==== Selected excerpt ====

How to Remove Anal Warts
Anal warts first appear inside and around the anus in the form of tiny spots or growths, report doctors at the American Society of Colon and Rectal Surgeons. Anal warts, also referred to as condyloma acuminata, can start as small as a pinhead and grow to about the size of a pea. While many patients with anal warts feel no discomfort and don't even know they are present, others can experience bleeding, itching and discharge. Anal warts can feel like a mass or lump in the area. Whether they cause pain or not, anal warts should be removed because they can spread the infection throughout the body.
Use a topical medication that contains bichloracetic acid or podophyllin if the warts are small and located on the skin that surrounds the anus. The topical medications are used only for external warts. The ointment is applied directly to the warts to make them slough off. Doctors at Colon & Rectal Surgery Associates report that the procedure is easily performed in a doctor's office in a matter of minutes.
Get the warts frozen off with liquid nitrogen provided on an outpatient basis in the doctor's office. Other outpatient removal procedures that can remove anal warts include electrocauterization and laser therapy. Researchers at Merck report that most procedures must be performed over a series of treatments to completely eradicate the warts.
Undergo surgery to remove the warts. Doctors at the American Society of Colon and Rectal Surgeons report that internal warts almost always must be removed by surgical means that require anesthesia. The procedure usually is performed on an outpatient basis with local or "twilight" anesthesia, followed by pain medication to relieve the discomfort patients typically experience for two or three days afterward.

==== Records shown ====

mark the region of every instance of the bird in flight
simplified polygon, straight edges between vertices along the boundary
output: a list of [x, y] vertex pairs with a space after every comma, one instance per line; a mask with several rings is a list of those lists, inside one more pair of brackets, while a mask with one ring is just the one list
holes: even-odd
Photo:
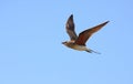
[[95, 33], [96, 31], [102, 29], [106, 23], [109, 23], [109, 21], [98, 24], [91, 29], [86, 29], [86, 30], [82, 31], [78, 36], [74, 31], [75, 25], [74, 25], [74, 21], [73, 21], [73, 14], [71, 14], [65, 24], [66, 33], [70, 36], [70, 41], [62, 42], [62, 44], [64, 44], [68, 48], [74, 49], [74, 50], [86, 51], [89, 53], [94, 52], [94, 53], [100, 54], [99, 52], [95, 52], [95, 51], [86, 48], [85, 43], [93, 33]]

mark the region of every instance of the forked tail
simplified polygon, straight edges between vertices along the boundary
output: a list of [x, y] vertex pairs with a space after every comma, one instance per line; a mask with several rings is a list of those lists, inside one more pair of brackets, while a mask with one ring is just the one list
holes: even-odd
[[100, 52], [93, 51], [93, 50], [86, 50], [86, 52], [89, 53], [96, 53], [96, 54], [101, 54]]

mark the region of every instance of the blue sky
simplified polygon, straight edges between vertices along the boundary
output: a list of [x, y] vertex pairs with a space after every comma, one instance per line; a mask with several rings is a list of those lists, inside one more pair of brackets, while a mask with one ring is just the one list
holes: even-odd
[[[0, 84], [133, 84], [132, 0], [0, 0]], [[110, 20], [86, 43], [102, 54], [71, 50], [75, 31]]]

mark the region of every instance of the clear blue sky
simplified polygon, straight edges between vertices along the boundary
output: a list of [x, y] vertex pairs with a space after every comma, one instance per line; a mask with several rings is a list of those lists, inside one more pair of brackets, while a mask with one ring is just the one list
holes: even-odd
[[[102, 54], [61, 44], [72, 13], [78, 33], [110, 20]], [[0, 84], [133, 84], [133, 0], [0, 0]]]

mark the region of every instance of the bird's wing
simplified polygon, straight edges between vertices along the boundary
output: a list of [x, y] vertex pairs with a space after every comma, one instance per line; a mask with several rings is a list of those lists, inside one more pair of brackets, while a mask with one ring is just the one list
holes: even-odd
[[79, 38], [76, 39], [75, 43], [79, 45], [85, 45], [85, 42], [96, 31], [99, 31], [102, 27], [104, 27], [109, 21], [101, 23], [99, 25], [95, 25], [91, 29], [84, 30], [79, 34]]
[[70, 18], [68, 19], [65, 29], [66, 29], [66, 32], [68, 32], [70, 39], [75, 41], [78, 39], [78, 35], [74, 31], [73, 14], [71, 14]]

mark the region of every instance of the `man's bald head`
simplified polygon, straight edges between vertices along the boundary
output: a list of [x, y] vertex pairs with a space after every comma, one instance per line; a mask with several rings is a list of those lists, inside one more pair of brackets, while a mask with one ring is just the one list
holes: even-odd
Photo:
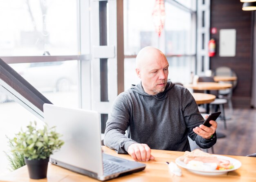
[[[150, 61], [159, 59], [164, 55], [159, 49], [148, 46], [141, 49], [136, 57], [136, 68], [141, 69]], [[165, 57], [165, 56], [164, 56]]]
[[164, 55], [153, 47], [142, 48], [136, 57], [136, 73], [144, 90], [150, 95], [163, 92], [166, 85], [169, 64]]

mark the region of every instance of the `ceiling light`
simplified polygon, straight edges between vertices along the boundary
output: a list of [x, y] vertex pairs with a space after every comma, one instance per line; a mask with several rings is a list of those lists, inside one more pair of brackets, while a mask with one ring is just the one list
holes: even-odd
[[240, 2], [255, 2], [256, 0], [240, 0]]
[[256, 10], [256, 2], [244, 2], [242, 9], [243, 11]]

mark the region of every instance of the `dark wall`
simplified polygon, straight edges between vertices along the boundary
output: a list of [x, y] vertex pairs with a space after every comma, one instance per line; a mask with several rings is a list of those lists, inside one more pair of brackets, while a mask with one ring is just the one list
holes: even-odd
[[[211, 27], [217, 29], [210, 37], [215, 39], [216, 55], [210, 58], [210, 67], [228, 66], [236, 73], [238, 84], [233, 92], [234, 107], [250, 107], [252, 96], [253, 11], [242, 10], [243, 3], [238, 0], [212, 0]], [[219, 31], [221, 29], [236, 30], [236, 56], [219, 56]]]

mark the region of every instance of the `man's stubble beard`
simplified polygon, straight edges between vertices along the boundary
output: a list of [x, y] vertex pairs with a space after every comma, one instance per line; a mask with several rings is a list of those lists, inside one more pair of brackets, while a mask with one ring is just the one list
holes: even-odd
[[[153, 90], [153, 91], [155, 92], [157, 94], [159, 94], [159, 93], [161, 93], [163, 92], [164, 90], [165, 90], [165, 88], [166, 87], [166, 86], [167, 85], [167, 81], [164, 81], [164, 83], [165, 85], [164, 86], [163, 86], [161, 88], [157, 89], [156, 88], [155, 88]], [[161, 83], [160, 83], [161, 84]], [[156, 87], [157, 85], [156, 85], [155, 87]]]

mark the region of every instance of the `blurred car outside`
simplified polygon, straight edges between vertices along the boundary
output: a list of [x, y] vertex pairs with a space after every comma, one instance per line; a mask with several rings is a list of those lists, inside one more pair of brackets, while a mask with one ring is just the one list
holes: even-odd
[[[10, 64], [9, 65], [41, 92], [68, 92], [78, 81], [77, 61]], [[0, 103], [12, 99], [0, 91]]]

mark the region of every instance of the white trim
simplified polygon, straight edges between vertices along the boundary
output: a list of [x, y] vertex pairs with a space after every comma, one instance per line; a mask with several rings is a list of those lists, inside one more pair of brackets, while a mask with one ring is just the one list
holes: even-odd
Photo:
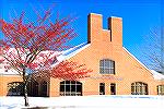
[[[139, 62], [144, 69], [147, 69], [148, 71], [150, 71], [150, 69], [148, 66], [145, 66], [142, 62], [140, 62], [132, 53], [130, 53], [125, 47], [122, 47], [124, 50], [129, 53], [137, 62]], [[151, 72], [151, 71], [150, 71]]]

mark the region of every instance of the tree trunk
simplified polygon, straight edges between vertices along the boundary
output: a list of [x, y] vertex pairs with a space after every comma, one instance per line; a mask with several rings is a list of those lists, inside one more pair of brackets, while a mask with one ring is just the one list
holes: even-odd
[[26, 83], [24, 84], [24, 105], [25, 106], [30, 106], [30, 104], [28, 104], [28, 96], [27, 96], [27, 85], [26, 85]]
[[28, 104], [28, 96], [27, 96], [27, 77], [26, 77], [26, 74], [25, 74], [25, 69], [23, 69], [23, 88], [24, 88], [24, 106], [30, 106]]

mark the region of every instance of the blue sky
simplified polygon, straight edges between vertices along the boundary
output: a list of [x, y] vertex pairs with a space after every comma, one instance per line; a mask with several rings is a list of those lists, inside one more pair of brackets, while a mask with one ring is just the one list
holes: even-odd
[[79, 36], [71, 41], [72, 45], [86, 41], [89, 13], [103, 14], [104, 28], [107, 28], [107, 17], [122, 17], [124, 46], [137, 58], [141, 57], [139, 49], [144, 43], [144, 36], [151, 28], [161, 25], [161, 0], [2, 0], [0, 17], [10, 21], [10, 16], [15, 15], [14, 11], [20, 14], [24, 10], [27, 16], [35, 20], [32, 8], [42, 12], [52, 3], [56, 4], [54, 16], [57, 11], [61, 16], [68, 14], [78, 16], [73, 27]]

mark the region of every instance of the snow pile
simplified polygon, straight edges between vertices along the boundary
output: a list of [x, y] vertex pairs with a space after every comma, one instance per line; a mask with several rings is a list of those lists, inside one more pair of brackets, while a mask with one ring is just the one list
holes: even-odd
[[[0, 97], [0, 109], [24, 108], [23, 97]], [[164, 96], [30, 97], [31, 107], [46, 109], [164, 109]]]
[[164, 80], [164, 75], [154, 71], [154, 70], [151, 70], [151, 73], [153, 74], [154, 78], [155, 80]]

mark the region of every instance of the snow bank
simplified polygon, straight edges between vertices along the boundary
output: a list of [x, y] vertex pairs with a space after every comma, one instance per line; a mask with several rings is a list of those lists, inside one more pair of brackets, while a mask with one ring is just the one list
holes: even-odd
[[[31, 107], [47, 109], [164, 109], [164, 96], [30, 97]], [[23, 97], [0, 97], [0, 109], [24, 108]]]

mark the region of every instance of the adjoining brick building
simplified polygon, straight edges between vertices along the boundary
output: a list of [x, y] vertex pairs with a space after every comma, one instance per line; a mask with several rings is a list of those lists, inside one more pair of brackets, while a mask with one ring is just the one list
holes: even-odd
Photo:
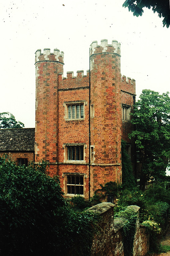
[[17, 165], [34, 161], [35, 128], [0, 130], [0, 156], [8, 155]]
[[49, 162], [66, 196], [86, 199], [110, 181], [122, 177], [121, 141], [131, 144], [129, 113], [135, 81], [121, 76], [120, 44], [107, 40], [90, 47], [90, 70], [67, 72], [64, 53], [36, 52], [35, 162]]

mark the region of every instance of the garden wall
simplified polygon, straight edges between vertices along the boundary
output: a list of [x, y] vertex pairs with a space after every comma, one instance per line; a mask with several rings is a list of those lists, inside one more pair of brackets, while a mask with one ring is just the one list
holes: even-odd
[[[114, 208], [112, 203], [99, 204], [89, 208], [88, 211], [99, 214], [101, 219], [98, 224], [91, 249], [91, 256], [124, 256], [123, 227], [126, 219], [114, 218]], [[128, 206], [137, 212], [136, 231], [133, 245], [133, 256], [143, 256], [149, 250], [149, 235], [145, 227], [139, 224], [139, 209], [136, 206]]]

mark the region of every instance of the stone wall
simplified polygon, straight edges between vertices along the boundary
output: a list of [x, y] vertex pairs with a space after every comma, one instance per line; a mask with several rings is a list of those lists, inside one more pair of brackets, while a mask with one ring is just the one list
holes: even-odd
[[[88, 210], [99, 214], [101, 217], [93, 241], [91, 256], [124, 256], [124, 254], [123, 236], [126, 220], [123, 218], [114, 219], [115, 206], [112, 203], [105, 202]], [[136, 206], [128, 207], [138, 214], [133, 256], [143, 256], [149, 250], [149, 235], [145, 227], [139, 224], [140, 207]]]

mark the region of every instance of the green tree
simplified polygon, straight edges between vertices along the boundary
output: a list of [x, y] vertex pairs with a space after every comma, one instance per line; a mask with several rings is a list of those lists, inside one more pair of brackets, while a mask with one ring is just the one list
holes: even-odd
[[135, 180], [129, 156], [126, 150], [126, 143], [122, 140], [121, 142], [122, 184], [125, 188], [132, 189], [136, 186]]
[[35, 169], [8, 157], [0, 157], [0, 254], [89, 255], [94, 214], [70, 209], [44, 162]]
[[131, 122], [134, 138], [140, 153], [141, 187], [144, 189], [150, 179], [160, 180], [165, 176], [170, 158], [170, 98], [168, 92], [162, 95], [144, 90], [134, 106]]
[[170, 10], [169, 0], [126, 0], [123, 7], [128, 7], [129, 11], [133, 13], [134, 16], [142, 16], [143, 9], [147, 7], [152, 10], [154, 13], [156, 12], [160, 18], [163, 17], [164, 27], [168, 28], [170, 25]]
[[24, 124], [20, 121], [16, 121], [15, 117], [9, 112], [0, 113], [0, 129], [23, 128]]

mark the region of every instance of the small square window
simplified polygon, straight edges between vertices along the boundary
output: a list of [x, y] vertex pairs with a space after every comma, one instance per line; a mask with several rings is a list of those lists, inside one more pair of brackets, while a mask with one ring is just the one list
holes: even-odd
[[126, 145], [126, 151], [129, 158], [130, 159], [131, 154], [131, 148], [130, 145]]
[[139, 163], [140, 162], [140, 152], [139, 150], [136, 151], [136, 162]]
[[130, 112], [131, 110], [130, 106], [127, 105], [122, 105], [122, 120], [124, 121], [130, 121]]
[[66, 106], [67, 119], [80, 119], [84, 118], [84, 104], [68, 104]]
[[90, 146], [91, 162], [94, 162], [94, 147], [93, 146]]
[[68, 161], [83, 161], [84, 146], [68, 145], [66, 147], [66, 158]]
[[28, 166], [28, 158], [17, 158], [17, 165], [21, 166], [24, 165]]
[[71, 174], [66, 175], [66, 194], [83, 195], [84, 176]]
[[93, 104], [90, 105], [90, 117], [92, 118], [94, 117], [94, 110]]

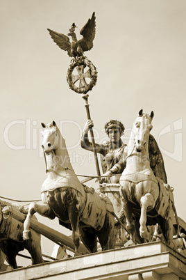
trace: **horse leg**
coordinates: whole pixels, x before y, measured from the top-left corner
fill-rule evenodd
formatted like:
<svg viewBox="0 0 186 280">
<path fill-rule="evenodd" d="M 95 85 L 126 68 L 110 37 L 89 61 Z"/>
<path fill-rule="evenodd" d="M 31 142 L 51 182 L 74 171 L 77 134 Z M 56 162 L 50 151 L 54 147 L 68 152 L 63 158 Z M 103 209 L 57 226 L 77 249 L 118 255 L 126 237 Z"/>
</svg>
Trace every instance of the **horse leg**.
<svg viewBox="0 0 186 280">
<path fill-rule="evenodd" d="M 115 229 L 115 217 L 113 214 L 107 211 L 104 224 L 100 231 L 97 231 L 97 235 L 102 251 L 109 250 L 115 247 L 116 231 Z"/>
<path fill-rule="evenodd" d="M 130 201 L 121 199 L 121 205 L 126 217 L 126 230 L 129 233 L 131 240 L 135 243 L 135 226 L 133 217 L 133 204 Z"/>
<path fill-rule="evenodd" d="M 79 228 L 81 240 L 91 253 L 97 251 L 97 235 L 92 228 Z"/>
<path fill-rule="evenodd" d="M 28 250 L 31 256 L 32 264 L 44 263 L 42 256 L 41 235 L 34 231 L 31 231 L 32 238 L 24 240 L 25 249 Z"/>
<path fill-rule="evenodd" d="M 152 194 L 147 193 L 144 196 L 141 197 L 141 215 L 140 219 L 140 234 L 142 238 L 144 238 L 149 241 L 149 233 L 147 230 L 146 224 L 146 210 L 149 206 L 153 206 L 154 199 Z"/>
<path fill-rule="evenodd" d="M 77 205 L 71 204 L 67 212 L 72 229 L 72 240 L 75 247 L 75 251 L 77 251 L 80 244 L 79 216 Z"/>
<path fill-rule="evenodd" d="M 19 251 L 24 250 L 22 244 L 12 240 L 4 240 L 1 242 L 0 247 L 4 254 L 7 263 L 12 269 L 17 268 L 16 256 Z"/>
<path fill-rule="evenodd" d="M 24 222 L 24 231 L 23 239 L 29 239 L 30 233 L 30 224 L 33 215 L 37 212 L 42 216 L 46 217 L 51 219 L 53 219 L 56 217 L 56 214 L 50 206 L 46 203 L 37 204 L 32 203 L 30 204 L 26 218 Z"/>
</svg>

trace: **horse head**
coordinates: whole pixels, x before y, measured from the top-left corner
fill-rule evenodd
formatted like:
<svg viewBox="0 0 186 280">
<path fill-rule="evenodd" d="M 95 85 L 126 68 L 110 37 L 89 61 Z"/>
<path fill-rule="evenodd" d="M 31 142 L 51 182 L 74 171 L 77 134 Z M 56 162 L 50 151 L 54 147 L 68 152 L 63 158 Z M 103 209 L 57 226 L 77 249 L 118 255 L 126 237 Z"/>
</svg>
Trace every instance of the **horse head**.
<svg viewBox="0 0 186 280">
<path fill-rule="evenodd" d="M 148 143 L 150 131 L 153 128 L 151 121 L 154 113 L 152 111 L 151 115 L 147 113 L 143 113 L 140 110 L 139 115 L 134 123 L 133 130 L 135 135 L 135 148 L 137 152 L 141 152 L 143 147 Z"/>
<path fill-rule="evenodd" d="M 42 126 L 44 130 L 42 132 L 43 152 L 46 155 L 50 155 L 52 151 L 54 151 L 59 148 L 60 144 L 60 132 L 56 126 L 55 121 L 48 123 L 46 125 L 42 123 Z"/>
<path fill-rule="evenodd" d="M 45 161 L 50 161 L 49 164 L 52 164 L 52 162 L 55 164 L 57 164 L 58 168 L 72 169 L 65 141 L 55 121 L 49 123 L 46 125 L 42 123 L 42 126 L 44 128 L 42 132 L 42 147 Z M 49 157 L 50 155 L 51 157 Z"/>
</svg>

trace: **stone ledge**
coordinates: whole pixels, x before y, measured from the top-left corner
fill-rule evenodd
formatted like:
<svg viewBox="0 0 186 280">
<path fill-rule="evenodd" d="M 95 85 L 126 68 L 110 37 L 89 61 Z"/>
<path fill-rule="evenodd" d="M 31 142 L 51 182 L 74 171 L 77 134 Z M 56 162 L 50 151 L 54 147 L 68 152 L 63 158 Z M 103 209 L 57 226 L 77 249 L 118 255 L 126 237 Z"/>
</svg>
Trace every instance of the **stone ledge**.
<svg viewBox="0 0 186 280">
<path fill-rule="evenodd" d="M 186 279 L 186 258 L 156 242 L 1 272 L 0 280 L 165 279 L 169 274 Z"/>
</svg>

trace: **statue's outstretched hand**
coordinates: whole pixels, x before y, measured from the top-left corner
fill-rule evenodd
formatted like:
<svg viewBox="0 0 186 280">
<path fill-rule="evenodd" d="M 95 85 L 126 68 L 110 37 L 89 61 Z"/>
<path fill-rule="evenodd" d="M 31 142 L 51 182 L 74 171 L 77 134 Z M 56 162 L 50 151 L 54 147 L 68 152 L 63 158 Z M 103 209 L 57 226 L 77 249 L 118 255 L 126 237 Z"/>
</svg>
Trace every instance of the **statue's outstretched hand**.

====

Work order 1:
Answer these questions on the text about removing anal warts:
(a) What other name is given for anal warts?
(b) Topical medications are used only for which warts?
(c) For how many days do patients typically feel discomfort after surgery?
Work order 2: Continue the text about removing anal warts, starting after its last sentence.
The rows are not needed here.

Result 1:
(a) Condyloma acuminata.
(b) External warts.
(c) Two or three days.

Result 2:
Follow up with regular checkups because those who have had anal warts removed are at risk for having them return. Anal warts are thought to be caused by the human papilloma virus (HPV), and the virus can stay in the system for a while and cause repeated outbreaks of warts. Follow-up visits may be required for a couple of months to make sure they are completely gone.
There is no treatment for HPV, but doctors at the Centers for Disease Control and Prevention report that a healthy immune system can fight off the virus. Removal of anal warts can help to deter the spread of the infection in the body.
Anal warts are highly contagious, so you should abstain from sexual intercourse while you're being treated. Additionally, HPV is a sexually transmitted disease. Make sure that your sexual partners are checked for anal warts as well so that you do not become reinfected.